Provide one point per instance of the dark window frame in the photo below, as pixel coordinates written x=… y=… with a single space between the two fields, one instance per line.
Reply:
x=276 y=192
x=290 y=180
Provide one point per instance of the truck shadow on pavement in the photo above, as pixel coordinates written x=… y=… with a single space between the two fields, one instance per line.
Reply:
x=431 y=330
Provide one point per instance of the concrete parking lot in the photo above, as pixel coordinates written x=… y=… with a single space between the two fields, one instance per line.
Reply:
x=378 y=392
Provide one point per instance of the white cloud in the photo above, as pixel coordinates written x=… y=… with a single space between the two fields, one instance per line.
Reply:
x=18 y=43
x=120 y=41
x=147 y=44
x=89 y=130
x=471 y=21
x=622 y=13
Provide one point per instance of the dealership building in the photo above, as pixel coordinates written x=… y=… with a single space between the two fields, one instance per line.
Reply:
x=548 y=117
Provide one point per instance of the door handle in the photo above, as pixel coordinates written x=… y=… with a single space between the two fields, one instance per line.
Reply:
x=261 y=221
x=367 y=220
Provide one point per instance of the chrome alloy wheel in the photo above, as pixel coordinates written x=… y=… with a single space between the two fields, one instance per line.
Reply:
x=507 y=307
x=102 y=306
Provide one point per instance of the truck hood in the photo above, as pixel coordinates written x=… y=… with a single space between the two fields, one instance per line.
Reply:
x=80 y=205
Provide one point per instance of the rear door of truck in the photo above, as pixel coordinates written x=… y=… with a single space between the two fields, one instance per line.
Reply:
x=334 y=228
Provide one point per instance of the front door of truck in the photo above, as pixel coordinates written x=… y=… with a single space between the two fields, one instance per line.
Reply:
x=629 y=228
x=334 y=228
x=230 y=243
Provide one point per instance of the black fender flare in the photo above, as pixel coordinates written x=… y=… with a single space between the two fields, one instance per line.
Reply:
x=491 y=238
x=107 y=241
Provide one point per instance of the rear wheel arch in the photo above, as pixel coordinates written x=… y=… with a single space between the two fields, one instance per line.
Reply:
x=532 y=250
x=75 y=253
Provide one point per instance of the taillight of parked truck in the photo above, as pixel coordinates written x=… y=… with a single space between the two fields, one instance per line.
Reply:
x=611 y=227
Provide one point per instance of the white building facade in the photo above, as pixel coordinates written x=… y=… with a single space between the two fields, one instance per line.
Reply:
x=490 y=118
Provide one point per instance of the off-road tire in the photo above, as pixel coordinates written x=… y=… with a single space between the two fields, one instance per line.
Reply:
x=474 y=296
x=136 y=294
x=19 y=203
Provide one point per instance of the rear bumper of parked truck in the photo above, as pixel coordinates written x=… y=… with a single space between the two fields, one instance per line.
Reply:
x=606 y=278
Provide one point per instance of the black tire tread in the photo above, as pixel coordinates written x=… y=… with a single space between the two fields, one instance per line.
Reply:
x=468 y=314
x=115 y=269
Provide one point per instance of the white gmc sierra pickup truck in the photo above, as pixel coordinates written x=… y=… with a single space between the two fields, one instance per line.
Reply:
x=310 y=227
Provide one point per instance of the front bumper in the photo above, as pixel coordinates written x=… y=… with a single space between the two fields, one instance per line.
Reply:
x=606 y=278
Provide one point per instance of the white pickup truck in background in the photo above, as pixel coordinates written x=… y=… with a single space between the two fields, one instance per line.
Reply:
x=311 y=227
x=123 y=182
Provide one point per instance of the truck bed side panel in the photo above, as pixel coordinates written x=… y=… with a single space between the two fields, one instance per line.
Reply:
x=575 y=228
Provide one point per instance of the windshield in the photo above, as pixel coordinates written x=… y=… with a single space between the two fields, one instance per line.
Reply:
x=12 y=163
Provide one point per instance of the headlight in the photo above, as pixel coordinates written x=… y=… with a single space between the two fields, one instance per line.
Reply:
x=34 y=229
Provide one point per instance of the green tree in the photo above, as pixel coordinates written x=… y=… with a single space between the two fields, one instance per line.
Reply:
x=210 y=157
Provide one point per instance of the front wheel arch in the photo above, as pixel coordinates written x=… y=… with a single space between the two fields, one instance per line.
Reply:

* [Aim of the exercise]:
Convert every line of the items above into a numbered list, leaving out any blank lines.

* [Right answer]:
1. Provide one point per instance of the dark window frame in the photo below, as pixel coordinates written x=… y=… with a single space between the two fields, one instance per line.
2. Reply:
3. x=276 y=192
4. x=290 y=180
5. Provide one point per instance of the truck shadow on pavement in the photo above, as pixel coordinates written x=… y=… with a single space between the two fields, one instance per line.
6. Reply:
7. x=431 y=330
8. Provide one point per instance of the concrete parking lot in the photo above, as pixel coordinates written x=… y=… with a single space between the two fields, one instance per line.
9. Reply:
10. x=378 y=392
11. Provide one point per instance of the white cloud in the photo above, as pixel coordinates written x=… y=… with a single space between the two fields, one instance per line.
12. Reply:
13. x=18 y=43
14. x=120 y=41
15. x=147 y=44
16. x=89 y=130
17. x=471 y=21
18. x=622 y=13
19. Provide one point per instance of the dealership building in the photo above, as pixel coordinates written x=… y=… with a single space between the two fields, one instance per line.
20. Reply:
21. x=548 y=117
22. Provide one point per instance of the door handle in the photo above, as pixel coordinates written x=… y=… with a single space between the two fields, one instance per line.
23. Reply:
24. x=261 y=221
25. x=367 y=220
26. Provide one point per instance of the chrome alloy wheel in the photo above, as pixel coordinates written x=… y=… with a single space between the two fields, one instance per line.
27. Reply:
28. x=507 y=307
29. x=102 y=306
30. Provide one point per instance of the truck hood in the photo above, as pixel coordinates written x=… y=… with a single space between the two fields, one instance per line.
31. Reply:
32. x=80 y=205
33. Provide one point per instance of the rear door of truck in the photo above, as pixel coordinates written x=… y=… with a single space between the two fields, one instance per line.
34. Reply:
35. x=334 y=228
36. Provide one point per instance of the front door of truck in the photo above, as pixel coordinates written x=… y=… with a single space between the two fields, one instance per line.
37. Reply:
38. x=629 y=228
39. x=334 y=228
40. x=230 y=243
41. Provide one point per instance of the black fender flare in the photo above, as pixel coordinates written x=… y=… with a single space between the two fields, one instance per line.
42. Reply:
43. x=491 y=238
44. x=107 y=241
45. Provide one point per instance of the rear wheel arch in the photo above, as pixel coordinates written x=… y=… with a single space between the two fields, one instance per line.
46. Reply:
47. x=532 y=250
48. x=75 y=253
49. Provide one point per instance of the taillight of parked truck in the photo above, as pixel coordinates written x=… y=… with a single space between the two fields, one instance per line.
50. Reply:
51. x=611 y=227
52. Provide one point per instance of the white building facade in the photo above, as pixel coordinates written x=… y=… with a single space between the two fields, one instance per line.
53. Reply:
54. x=490 y=118
55. Provide one point per instance of the off-road tire in the photo above, as pixel coordinates written x=… y=… with a single space between the two fields, one instance per line.
56. Reply:
57. x=474 y=296
58. x=136 y=294
59. x=19 y=203
60. Provide one point per instance of the rear bumper of parked truck in the photo above, as pixel coordinates written x=… y=… with a single space between the two fields, one instance per line.
61. Reply:
62. x=606 y=278
63. Provide one point per instance of the black tire tread in the photo above, as pixel coordinates written x=… y=… with a single space between the two fields, one instance per line.
64. Reply:
65. x=468 y=314
66. x=115 y=269
67. Provide one point per instance of the white gmc sierra pickup truck in the photo above, as pixel coordinates written x=… y=… with a single space between the two fields, one instance per line.
68. Reply:
69. x=310 y=227
70. Provide one point per instance of the front bumper in the photo above, as pixel coordinates written x=… y=… with a single space between the two fields, one instance per line.
71. Reply:
72. x=606 y=278
73. Provide one point per instance of the white pickup truck in background in the photo above, as pixel coordinates written x=… y=… with a single space between the two fields, one instance per line.
74. Reply:
75. x=311 y=227
76. x=123 y=182
77. Provide one point per instance of the truck bed side panel in the photo above, as pixel coordinates written x=… y=… with a single space between the two fields, one instance per line.
78. Reply:
79. x=575 y=228
80. Provide one point per instance of the windshield in the photo above, as pixel coordinates written x=… y=… with a single space between the two fields, one instance per line.
81. Reply:
82. x=12 y=163
83. Provide one point per instance of the headlight in the photo above, as pixel coordinates written x=… y=… with a single space between the two fields, one instance per line.
84. Reply:
85. x=34 y=229
86. Provide one point per instance of the green tree in the photo above, as pixel coordinates written x=… y=… with a single space between the two fields, one instance per line.
87. Reply:
88. x=210 y=157
89. Provide one point per instance of the front wheel arch in the photo above, as pixel coordinates written x=… y=… with a single space between the two fields, one instance per line.
90. Reply:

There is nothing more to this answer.